◆ Using the information ◆
A) Decide whether each statement agrees with the deficit commentary, answering yes or no for each and quoting the words of the text that settle it: (i) In the three years before the crisis, the federal deficit averaged $243 billion a year. (ii) The stimulus policy is described as already having succeeded. (iii) More than $100 billion a year was being spent in Afghanistan during 2005 to 2007.
B) Carry the deficit commentary forward from its final sentence, "These are big "ifs" indeed."

◆ Document segment ◆
- - -

Can he actually reduce the red ink from $1.75 trillion this year to less than a third as much in 2013? Yes, he can.
Right now the deficit is huge thanks to temporary factors (at least we hope they’re temporary): a severe economic slump is depressing revenues and large sums have to be allocated both to fiscal stimulus and to financial rescues.
But if and when the crisis passes, the budget picture should improve dramatically. Bear in mind that from 2005 to 2007, that is, in the three years before the crisis, the federal deficit averaged only $243 billion a year. Now, during those years, revenues were inflated, to some degree, by the housing bubble. But it’s also true that we were spending more than $100 billion a year in Iraq.
So if Mr. Obama gets us out of Iraq (without bogging us down in an equally expensive Afghan quagmire) and manages to engineer a solid economic recovery — two big ifs, to be sure — getting the deficit down to around $500 billion by 2013 shouldn’t be at all difficult.
Note all the big "ifs" however. They include a) a successful stimulus policy, which is still a working policy, and b) an ability to extremely reduce defense spending by achieving successful plans in both Iraq and Afghanistan (the new monster on our backs). Krugman also points to successful reform of spiraling health care costs for individuals and over-billing of Medicare to achieve substantial budget savings. These are big "ifs" indeed.

- - -

Region pointing data:
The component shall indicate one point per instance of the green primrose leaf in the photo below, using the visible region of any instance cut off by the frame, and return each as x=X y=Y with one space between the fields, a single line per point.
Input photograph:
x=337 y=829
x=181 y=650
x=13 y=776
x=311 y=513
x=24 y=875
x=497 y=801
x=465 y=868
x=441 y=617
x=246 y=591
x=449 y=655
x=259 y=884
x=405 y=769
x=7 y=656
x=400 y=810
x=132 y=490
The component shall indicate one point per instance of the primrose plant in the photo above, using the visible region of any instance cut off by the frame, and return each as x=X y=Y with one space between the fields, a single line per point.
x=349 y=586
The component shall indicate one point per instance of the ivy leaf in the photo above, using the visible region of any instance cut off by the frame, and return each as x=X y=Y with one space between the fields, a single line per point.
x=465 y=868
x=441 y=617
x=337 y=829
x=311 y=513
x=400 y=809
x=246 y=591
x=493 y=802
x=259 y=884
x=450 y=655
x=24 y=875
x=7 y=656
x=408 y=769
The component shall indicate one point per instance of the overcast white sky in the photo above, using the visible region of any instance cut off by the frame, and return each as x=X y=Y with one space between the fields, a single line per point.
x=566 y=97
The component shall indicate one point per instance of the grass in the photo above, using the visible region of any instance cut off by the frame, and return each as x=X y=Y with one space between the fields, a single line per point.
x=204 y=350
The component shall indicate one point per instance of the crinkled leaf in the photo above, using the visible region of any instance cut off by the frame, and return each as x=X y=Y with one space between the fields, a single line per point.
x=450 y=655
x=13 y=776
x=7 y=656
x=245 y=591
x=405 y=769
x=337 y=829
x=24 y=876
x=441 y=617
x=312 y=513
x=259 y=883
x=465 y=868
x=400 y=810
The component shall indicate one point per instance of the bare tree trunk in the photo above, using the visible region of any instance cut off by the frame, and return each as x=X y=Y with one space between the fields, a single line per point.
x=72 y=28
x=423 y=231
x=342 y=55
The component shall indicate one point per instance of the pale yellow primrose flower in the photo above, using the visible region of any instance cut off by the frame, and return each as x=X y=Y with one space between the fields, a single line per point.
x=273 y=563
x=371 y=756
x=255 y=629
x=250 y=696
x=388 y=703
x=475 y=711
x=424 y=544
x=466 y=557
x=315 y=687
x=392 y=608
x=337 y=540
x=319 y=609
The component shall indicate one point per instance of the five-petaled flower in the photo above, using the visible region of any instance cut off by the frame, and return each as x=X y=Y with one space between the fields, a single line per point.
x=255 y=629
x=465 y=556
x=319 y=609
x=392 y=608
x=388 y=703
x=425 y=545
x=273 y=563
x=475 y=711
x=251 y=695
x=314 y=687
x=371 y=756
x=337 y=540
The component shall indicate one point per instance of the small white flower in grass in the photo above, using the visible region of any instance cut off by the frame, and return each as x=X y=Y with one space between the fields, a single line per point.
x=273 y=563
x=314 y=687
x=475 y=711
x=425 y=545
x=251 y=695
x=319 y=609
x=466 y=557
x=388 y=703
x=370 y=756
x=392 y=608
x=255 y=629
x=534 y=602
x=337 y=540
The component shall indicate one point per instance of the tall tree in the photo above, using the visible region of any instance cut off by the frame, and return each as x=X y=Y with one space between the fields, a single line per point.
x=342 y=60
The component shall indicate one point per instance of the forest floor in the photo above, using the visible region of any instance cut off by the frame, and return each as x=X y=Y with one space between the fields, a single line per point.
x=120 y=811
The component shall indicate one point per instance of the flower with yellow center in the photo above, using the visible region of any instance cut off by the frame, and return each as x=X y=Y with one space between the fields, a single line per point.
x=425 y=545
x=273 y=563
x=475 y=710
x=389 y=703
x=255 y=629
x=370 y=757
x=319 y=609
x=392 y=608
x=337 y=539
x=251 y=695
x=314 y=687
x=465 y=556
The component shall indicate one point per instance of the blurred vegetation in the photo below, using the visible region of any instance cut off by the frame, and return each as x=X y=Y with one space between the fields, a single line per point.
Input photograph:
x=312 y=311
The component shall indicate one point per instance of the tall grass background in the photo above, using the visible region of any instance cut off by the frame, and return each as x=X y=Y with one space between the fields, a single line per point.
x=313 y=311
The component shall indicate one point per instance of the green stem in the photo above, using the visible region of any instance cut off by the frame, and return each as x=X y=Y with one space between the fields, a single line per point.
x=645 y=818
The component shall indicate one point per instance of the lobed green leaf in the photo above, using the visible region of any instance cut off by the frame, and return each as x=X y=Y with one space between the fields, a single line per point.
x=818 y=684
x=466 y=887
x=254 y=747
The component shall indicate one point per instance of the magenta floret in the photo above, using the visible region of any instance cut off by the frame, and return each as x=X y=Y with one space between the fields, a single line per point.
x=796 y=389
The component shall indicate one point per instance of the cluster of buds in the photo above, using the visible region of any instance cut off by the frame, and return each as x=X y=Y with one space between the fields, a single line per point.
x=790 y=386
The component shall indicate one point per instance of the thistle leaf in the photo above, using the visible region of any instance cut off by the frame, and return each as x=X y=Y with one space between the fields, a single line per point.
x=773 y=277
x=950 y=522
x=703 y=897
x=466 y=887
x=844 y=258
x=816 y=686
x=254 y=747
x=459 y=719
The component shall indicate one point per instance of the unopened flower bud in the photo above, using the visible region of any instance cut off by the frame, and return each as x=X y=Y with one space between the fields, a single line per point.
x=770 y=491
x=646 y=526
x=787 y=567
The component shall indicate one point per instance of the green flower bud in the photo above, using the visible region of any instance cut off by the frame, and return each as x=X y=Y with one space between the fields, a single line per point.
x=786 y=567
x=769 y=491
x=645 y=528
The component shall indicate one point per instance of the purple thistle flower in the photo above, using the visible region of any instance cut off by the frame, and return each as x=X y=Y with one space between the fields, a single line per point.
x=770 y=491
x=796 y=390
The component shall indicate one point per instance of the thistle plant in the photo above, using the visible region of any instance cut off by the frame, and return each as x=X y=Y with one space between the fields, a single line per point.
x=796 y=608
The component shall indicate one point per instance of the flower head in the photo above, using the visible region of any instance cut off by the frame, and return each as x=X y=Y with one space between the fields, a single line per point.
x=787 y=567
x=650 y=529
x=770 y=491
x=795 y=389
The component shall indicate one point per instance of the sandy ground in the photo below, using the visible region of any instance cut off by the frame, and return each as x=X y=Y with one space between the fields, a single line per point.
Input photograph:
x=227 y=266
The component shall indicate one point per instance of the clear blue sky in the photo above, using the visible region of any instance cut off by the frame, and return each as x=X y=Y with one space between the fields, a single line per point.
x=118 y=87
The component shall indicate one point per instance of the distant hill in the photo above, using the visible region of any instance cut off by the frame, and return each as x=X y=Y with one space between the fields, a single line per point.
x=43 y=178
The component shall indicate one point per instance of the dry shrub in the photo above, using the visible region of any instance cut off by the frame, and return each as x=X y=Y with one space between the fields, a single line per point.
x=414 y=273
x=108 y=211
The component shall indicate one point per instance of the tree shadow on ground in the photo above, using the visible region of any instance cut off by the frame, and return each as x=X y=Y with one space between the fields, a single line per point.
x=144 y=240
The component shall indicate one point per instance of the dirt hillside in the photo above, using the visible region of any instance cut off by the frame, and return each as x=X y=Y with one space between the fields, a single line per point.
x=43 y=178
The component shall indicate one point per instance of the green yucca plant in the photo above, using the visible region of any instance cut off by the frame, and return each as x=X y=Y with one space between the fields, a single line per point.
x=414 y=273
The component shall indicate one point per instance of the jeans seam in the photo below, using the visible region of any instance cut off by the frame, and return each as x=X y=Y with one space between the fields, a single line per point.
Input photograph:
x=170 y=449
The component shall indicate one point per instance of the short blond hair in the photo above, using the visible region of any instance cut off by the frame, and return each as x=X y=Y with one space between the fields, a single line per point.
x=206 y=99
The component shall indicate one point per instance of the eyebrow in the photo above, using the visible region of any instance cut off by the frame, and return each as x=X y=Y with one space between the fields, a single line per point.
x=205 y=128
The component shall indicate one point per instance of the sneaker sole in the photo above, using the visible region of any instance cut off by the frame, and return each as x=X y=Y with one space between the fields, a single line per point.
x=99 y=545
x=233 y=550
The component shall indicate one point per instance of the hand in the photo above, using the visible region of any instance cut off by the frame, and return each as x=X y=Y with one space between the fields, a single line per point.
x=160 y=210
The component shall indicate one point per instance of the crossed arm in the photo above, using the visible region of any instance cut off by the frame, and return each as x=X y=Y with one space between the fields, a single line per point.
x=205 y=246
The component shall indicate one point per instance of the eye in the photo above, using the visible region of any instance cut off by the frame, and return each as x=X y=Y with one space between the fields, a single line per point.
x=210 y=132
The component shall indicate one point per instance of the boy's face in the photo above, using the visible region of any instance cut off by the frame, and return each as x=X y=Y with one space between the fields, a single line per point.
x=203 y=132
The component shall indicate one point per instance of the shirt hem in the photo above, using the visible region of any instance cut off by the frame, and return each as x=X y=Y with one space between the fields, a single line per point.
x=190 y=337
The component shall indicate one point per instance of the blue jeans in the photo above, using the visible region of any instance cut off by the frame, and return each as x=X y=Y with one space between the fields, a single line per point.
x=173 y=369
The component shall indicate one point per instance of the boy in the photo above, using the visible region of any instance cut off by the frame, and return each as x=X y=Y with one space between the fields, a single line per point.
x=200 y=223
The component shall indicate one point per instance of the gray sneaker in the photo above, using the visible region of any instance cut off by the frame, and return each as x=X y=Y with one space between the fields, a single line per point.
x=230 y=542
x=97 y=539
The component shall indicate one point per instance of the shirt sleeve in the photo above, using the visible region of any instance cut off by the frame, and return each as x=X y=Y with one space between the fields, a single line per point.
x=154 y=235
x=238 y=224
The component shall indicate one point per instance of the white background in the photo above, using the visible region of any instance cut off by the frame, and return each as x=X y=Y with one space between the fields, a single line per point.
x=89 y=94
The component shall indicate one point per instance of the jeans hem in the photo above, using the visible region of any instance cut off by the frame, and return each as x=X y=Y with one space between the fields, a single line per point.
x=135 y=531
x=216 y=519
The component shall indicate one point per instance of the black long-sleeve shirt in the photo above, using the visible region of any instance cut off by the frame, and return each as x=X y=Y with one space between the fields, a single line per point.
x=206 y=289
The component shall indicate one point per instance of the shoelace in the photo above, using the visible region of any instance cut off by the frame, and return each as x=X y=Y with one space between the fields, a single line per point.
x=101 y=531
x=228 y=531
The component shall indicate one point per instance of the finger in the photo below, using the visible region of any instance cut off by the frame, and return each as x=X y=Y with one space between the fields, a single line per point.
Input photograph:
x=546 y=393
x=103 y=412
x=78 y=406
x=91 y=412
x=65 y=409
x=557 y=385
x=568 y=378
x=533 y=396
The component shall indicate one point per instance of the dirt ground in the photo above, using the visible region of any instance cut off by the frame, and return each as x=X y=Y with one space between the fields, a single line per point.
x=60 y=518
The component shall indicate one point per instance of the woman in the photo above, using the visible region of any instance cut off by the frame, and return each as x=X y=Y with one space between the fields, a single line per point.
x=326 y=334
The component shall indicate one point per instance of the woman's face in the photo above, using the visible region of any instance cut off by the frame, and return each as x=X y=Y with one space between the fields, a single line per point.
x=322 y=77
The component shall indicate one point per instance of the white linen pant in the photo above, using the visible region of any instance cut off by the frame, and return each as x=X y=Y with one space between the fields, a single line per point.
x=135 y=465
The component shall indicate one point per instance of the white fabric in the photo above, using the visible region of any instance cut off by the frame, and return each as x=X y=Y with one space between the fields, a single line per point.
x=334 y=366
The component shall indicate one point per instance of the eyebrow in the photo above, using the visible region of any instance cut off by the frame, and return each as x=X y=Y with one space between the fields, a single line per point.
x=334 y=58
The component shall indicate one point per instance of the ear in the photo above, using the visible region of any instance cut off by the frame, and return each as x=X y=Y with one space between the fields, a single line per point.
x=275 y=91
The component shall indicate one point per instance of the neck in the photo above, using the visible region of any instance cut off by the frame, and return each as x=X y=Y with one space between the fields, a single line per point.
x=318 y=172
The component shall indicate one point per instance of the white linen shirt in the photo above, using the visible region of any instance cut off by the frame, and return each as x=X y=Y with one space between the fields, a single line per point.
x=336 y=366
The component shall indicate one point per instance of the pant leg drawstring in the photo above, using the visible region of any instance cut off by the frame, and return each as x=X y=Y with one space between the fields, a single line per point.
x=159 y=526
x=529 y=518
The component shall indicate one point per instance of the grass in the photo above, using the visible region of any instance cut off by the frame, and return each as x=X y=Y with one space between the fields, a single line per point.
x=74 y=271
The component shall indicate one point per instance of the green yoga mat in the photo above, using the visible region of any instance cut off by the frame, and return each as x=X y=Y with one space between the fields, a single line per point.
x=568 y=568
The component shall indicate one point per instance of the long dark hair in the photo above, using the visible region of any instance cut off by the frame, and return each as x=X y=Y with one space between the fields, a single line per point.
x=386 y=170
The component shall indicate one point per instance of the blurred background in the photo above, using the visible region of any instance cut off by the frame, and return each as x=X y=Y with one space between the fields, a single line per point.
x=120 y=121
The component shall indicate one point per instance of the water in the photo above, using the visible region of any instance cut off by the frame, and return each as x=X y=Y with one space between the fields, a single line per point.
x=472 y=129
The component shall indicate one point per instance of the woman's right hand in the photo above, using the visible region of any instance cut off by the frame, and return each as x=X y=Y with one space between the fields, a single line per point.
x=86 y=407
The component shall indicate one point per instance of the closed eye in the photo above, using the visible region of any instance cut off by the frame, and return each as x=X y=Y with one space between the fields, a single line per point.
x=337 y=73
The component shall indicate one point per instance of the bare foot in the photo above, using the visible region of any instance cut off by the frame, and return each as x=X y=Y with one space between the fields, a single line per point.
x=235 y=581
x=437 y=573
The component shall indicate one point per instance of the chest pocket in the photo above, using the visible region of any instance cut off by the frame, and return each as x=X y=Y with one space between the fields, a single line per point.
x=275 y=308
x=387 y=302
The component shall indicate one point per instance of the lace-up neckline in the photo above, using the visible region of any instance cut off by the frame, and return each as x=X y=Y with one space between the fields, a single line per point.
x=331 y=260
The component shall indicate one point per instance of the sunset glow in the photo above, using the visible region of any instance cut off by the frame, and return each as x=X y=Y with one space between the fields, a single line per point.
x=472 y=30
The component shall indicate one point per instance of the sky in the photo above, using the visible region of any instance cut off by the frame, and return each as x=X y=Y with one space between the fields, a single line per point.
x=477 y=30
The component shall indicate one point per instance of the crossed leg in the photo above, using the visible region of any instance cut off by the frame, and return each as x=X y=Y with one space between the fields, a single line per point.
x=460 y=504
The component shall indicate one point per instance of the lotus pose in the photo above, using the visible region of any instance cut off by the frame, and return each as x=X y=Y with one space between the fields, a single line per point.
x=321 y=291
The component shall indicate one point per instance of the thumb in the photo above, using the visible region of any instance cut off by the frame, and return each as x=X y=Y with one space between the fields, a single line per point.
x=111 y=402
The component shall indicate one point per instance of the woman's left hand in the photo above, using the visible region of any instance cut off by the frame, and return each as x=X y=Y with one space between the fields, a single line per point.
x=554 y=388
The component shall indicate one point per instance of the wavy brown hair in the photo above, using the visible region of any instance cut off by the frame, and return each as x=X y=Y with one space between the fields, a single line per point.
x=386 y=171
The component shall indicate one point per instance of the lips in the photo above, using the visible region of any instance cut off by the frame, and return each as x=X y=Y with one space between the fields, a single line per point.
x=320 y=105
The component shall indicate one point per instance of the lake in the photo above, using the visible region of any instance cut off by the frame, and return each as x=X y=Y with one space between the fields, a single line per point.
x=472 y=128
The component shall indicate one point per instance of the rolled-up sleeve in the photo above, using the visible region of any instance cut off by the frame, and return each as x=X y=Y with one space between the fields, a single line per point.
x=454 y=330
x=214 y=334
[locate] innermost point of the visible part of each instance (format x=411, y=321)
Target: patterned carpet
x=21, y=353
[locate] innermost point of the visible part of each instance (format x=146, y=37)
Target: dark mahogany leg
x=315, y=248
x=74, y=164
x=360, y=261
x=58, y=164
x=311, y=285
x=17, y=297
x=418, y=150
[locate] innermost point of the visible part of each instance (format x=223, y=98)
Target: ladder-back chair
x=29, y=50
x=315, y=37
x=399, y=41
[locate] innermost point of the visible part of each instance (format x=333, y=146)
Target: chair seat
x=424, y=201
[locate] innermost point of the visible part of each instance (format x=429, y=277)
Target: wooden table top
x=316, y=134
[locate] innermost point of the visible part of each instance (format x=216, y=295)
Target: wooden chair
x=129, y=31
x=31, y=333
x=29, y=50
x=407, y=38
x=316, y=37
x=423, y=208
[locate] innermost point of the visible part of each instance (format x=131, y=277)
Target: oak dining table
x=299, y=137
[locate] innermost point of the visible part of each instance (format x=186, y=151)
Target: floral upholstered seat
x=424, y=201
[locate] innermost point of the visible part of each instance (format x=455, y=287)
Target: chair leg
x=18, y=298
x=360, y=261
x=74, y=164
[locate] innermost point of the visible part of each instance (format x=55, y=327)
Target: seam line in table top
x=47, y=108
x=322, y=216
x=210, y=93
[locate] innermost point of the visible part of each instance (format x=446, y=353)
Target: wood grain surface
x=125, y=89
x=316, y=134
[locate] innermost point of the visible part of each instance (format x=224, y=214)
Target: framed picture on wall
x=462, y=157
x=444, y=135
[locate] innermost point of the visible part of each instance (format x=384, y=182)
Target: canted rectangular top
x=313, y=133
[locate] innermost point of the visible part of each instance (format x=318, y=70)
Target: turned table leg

- - -

◆ Solved tasks ◆
A)
(i) Yes: "from 2005 to 2007, that is, in the three years before the crisis, the federal deficit averaged only $243 billion a year"
(ii) No: "a successful stimulus policy, which is still a working policy"
(iii) No: "we were spending more than $100 billion a year in Iraq"

B)
But won’t the deficit be swollen by interest on the debt run-up over the next few years? Not as much as you might think. Interest rates on long-term government debt are less than 4 percent, so even a trillion dollars of additional debt adds less than $40 billion a year to future deficits. And those interest costs are fully reflected in the budget documents.
This is somewhat more optimistic than yesterday's post here about the risks of overextending the national debt as a) tax revenues decline with contracting production in the economy, and b) federal debt-spending is required to unfreeze credit markets and replace lost demand (to preserve jobs basically). This is a double whammy, but Professor Krugman says these dynamics could feasibly be limited to the short term, an assumption on which all policy planning seems to depend right now.
The overall outlook is best summed in Krugman's closing lines.
So we have good priorities and plausible projections. What’s not to like about this budget? Basically, the long run outlook remains worrying.